_Istruzioni di lavoro_.
[a] Quale immagine utilizza Papa Francesco parlando del Sinodo, secondo il testo sulla parabola dei vignaioli?
[b] Trascriva parola per parola il passo del testo sulla parabola dei vignaioli compreso tra "Racconto forte, la" e "diventata pietra d’angolo.", estremi inclusi.

_Testo in esame_.
==================================================
Fa da sottofondo l’amore di Dio per ogni uomo e donna, e i ripetuti tentativi del padrone di ottenere frutti dalla vigna – l’avidità dei contadini è l’ostacolo insuperabile – mandando suoi inviati e, per ultimo, il proprio figlio, l’erede, la persona più cara al padrone della vigna, altro non sono che messaggi di un padrone premuroso e misericordioso che non si stanca di perdonare, di aspettare. Ma alla fine arriva il giudizio: “Quando verrà, dunque, il padrone della vigna, che cosa farà a quei contadini?”. Perché il padrone della vigna è sì misericordioso, premuroso, e ci dà molte possibilità, ma alla fine anche il tempo dell’attesa finisce. La vigna è l’immagine che Papa Francesco utilizza, parlando del Sinodo e del lavoro che attende i 191 padri sinodali. La vigna, dunque, come “simbolo del popolo che il Signore si è scelto. Come una vigna, il popolo richiede tanta cura, richiede un amore paziente e fedele. Così fa Dio con noi, e così siamo chiamati a fare noi pastori. Anche prendersi cura della famiglia è un modo di lavorare nella vigna del Signore, perché produca i frutti del Regno di Dio”.

Racconto forte, la parabola dei vignaioli omicidi, racconto impregnato di violenza e di odio, segnato dalle contraddizioni della nostra vita, e del nostro tempo. In questa parabola Gesù rilegge anche la vicenda personale, l’alleanza tra Dio e il suo popolo e la sua passione e morte, perché è lui il figlio cacciato dai vignaioli, ucciso; è lui la pietra che i costruttori hanno scartato e che è diventata pietra d’angolo.
==================================================
_Dati dell'esercizio_.
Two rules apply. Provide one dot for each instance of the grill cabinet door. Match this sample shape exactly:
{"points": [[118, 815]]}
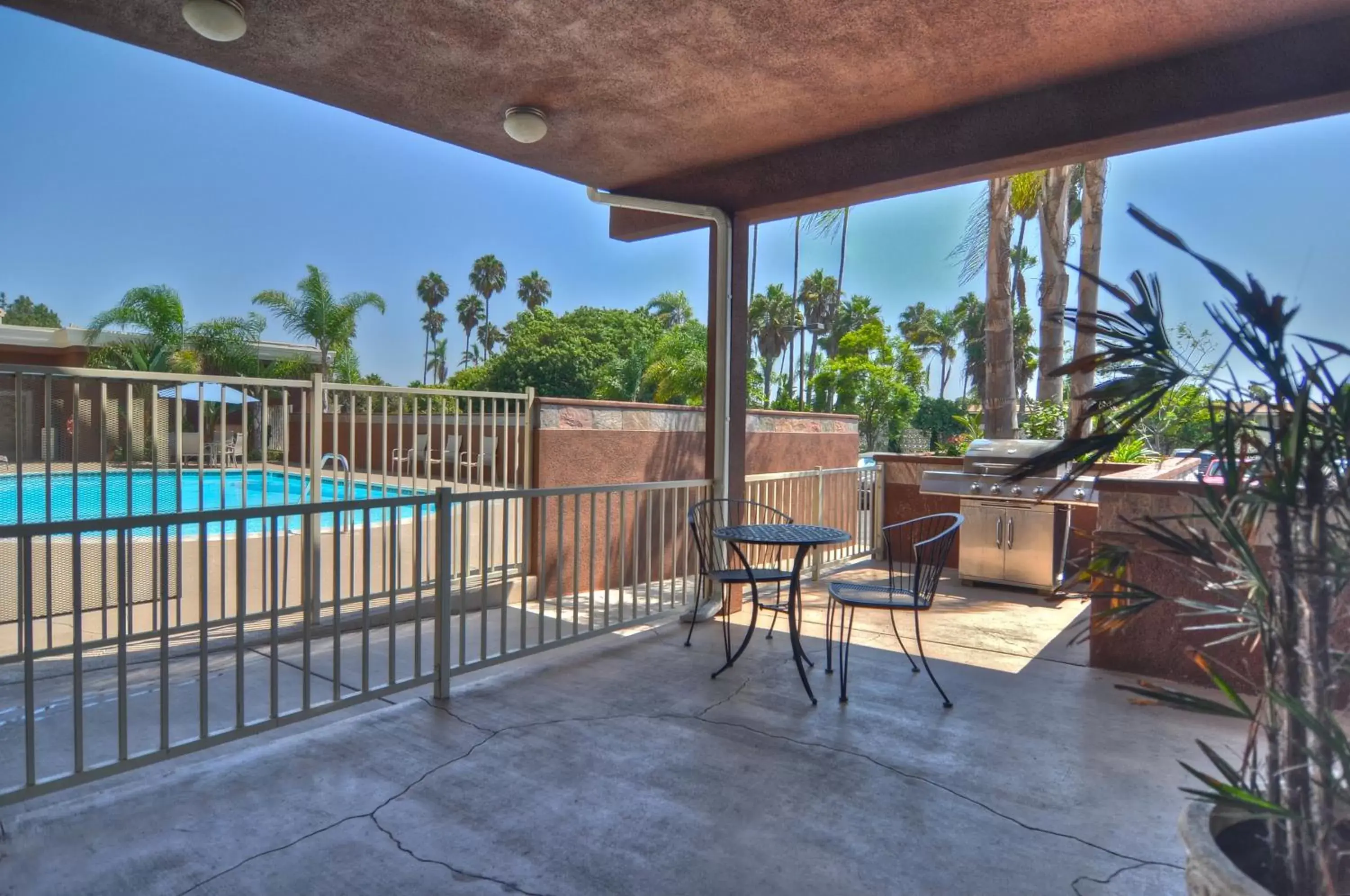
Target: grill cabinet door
{"points": [[982, 540], [1029, 546]]}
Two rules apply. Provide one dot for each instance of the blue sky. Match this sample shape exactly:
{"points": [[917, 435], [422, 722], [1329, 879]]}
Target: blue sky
{"points": [[123, 168]]}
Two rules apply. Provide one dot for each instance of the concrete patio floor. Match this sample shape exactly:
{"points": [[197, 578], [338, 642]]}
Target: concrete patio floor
{"points": [[619, 767]]}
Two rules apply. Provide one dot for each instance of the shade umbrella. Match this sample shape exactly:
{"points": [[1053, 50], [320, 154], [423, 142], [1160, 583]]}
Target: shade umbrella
{"points": [[207, 392]]}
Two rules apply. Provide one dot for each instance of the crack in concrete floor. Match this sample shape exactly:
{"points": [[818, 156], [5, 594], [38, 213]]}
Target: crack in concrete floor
{"points": [[696, 717], [1086, 879]]}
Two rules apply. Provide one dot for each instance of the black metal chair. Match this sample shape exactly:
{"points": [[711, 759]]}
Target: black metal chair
{"points": [[916, 555], [723, 567]]}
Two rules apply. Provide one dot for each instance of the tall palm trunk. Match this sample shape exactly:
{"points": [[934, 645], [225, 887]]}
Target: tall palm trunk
{"points": [[1055, 282], [754, 258], [1018, 281], [839, 285], [797, 257], [999, 363], [1090, 264]]}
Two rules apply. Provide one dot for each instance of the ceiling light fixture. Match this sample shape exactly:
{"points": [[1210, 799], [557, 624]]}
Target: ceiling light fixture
{"points": [[216, 19], [526, 125]]}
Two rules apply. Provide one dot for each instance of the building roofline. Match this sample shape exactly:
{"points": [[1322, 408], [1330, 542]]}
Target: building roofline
{"points": [[58, 338]]}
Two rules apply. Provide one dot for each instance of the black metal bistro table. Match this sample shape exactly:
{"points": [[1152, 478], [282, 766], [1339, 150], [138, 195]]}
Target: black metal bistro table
{"points": [[789, 536]]}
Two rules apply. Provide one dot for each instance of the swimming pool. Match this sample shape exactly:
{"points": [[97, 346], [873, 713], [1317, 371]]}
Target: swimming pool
{"points": [[94, 497]]}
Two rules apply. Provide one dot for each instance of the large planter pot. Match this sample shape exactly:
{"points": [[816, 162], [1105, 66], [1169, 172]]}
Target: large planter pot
{"points": [[1209, 872]]}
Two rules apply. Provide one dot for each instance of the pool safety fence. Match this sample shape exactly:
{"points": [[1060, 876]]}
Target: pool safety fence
{"points": [[126, 641]]}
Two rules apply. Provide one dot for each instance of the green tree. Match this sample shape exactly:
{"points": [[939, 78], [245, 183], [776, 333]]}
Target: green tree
{"points": [[567, 357], [534, 291], [25, 312], [671, 309], [866, 382], [158, 338], [470, 314], [821, 303], [488, 277], [970, 309], [939, 417], [436, 361], [678, 369], [773, 322], [314, 314], [918, 327], [490, 336], [434, 324], [431, 292]]}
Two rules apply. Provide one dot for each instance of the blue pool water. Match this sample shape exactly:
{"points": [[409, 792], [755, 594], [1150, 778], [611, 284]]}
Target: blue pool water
{"points": [[92, 497]]}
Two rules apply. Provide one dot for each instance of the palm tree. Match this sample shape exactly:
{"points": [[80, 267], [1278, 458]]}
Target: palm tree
{"points": [[472, 357], [1090, 264], [534, 291], [678, 367], [971, 253], [1055, 281], [431, 292], [434, 324], [918, 328], [671, 309], [489, 336], [947, 331], [821, 303], [314, 314], [488, 278], [160, 339], [999, 382], [773, 322], [797, 258], [854, 314], [970, 309], [436, 359], [470, 314]]}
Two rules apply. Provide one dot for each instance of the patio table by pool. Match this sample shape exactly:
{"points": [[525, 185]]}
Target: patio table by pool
{"points": [[789, 536]]}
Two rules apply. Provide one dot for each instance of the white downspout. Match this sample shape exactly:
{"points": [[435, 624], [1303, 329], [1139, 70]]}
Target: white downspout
{"points": [[721, 308]]}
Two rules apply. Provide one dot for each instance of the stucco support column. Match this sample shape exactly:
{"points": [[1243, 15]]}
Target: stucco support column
{"points": [[728, 346], [728, 343]]}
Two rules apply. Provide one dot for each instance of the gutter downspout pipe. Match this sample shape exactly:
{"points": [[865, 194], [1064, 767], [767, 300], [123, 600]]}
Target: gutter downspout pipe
{"points": [[721, 311]]}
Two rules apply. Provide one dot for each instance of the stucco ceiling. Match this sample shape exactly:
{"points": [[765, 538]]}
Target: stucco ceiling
{"points": [[643, 90]]}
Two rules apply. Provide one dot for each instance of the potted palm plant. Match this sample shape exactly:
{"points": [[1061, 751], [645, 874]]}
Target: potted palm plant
{"points": [[1271, 550]]}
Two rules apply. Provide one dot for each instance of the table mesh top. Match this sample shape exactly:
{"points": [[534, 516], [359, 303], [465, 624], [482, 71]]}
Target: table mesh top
{"points": [[782, 533]]}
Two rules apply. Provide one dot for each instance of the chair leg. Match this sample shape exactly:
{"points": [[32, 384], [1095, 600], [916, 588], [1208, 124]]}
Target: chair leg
{"points": [[727, 632], [698, 602], [913, 667], [947, 702], [829, 635], [846, 647]]}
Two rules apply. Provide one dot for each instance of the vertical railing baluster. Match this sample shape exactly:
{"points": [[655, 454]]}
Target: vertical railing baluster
{"points": [[418, 579], [241, 612], [30, 703], [122, 644]]}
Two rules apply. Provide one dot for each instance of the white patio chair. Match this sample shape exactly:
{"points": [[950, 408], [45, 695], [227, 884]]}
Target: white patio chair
{"points": [[416, 454], [234, 450], [485, 461], [447, 455]]}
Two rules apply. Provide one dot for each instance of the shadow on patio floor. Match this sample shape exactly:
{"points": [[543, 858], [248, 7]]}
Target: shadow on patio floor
{"points": [[619, 767]]}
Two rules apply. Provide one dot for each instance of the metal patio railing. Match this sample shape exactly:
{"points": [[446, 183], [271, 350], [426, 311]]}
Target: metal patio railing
{"points": [[138, 639], [847, 498], [96, 443]]}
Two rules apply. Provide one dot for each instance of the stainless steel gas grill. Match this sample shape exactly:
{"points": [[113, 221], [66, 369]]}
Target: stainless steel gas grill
{"points": [[1014, 532]]}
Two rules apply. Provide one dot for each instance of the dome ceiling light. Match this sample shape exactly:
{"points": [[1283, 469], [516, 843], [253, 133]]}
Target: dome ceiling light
==================================================
_Risposte ai compiti_.
[a] L'immagine della vigna.

[b]
Racconto forte, la parabola dei vignaioli omicidi, racconto impregnato di violenza e di odio, segnato dalle contraddizioni della nostra vita, e del nostro tempo. In questa parabola Gesù rilegge anche la vicenda personale, l’alleanza tra Dio e il suo popolo e la sua passione e morte, perché è lui il figlio cacciato dai vignaioli, ucciso; è lui la pietra che i costruttori hanno scartato e che è diventata pietra d’angolo.